■ **Task prompt**
All entries below are to be written out again exactly, but no picture is to be copied.

■ **Data to use**
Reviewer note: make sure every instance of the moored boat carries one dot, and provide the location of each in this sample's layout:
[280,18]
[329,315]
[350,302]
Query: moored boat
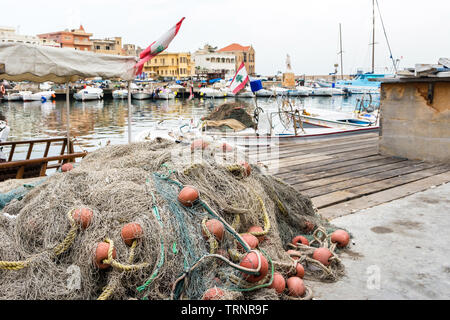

■ **Exercise answer**
Reviewer note: make sure every instance of the moored boat carries one dot, and provide the location of each in this sample's layout:
[280,18]
[329,315]
[350,302]
Query: moored boat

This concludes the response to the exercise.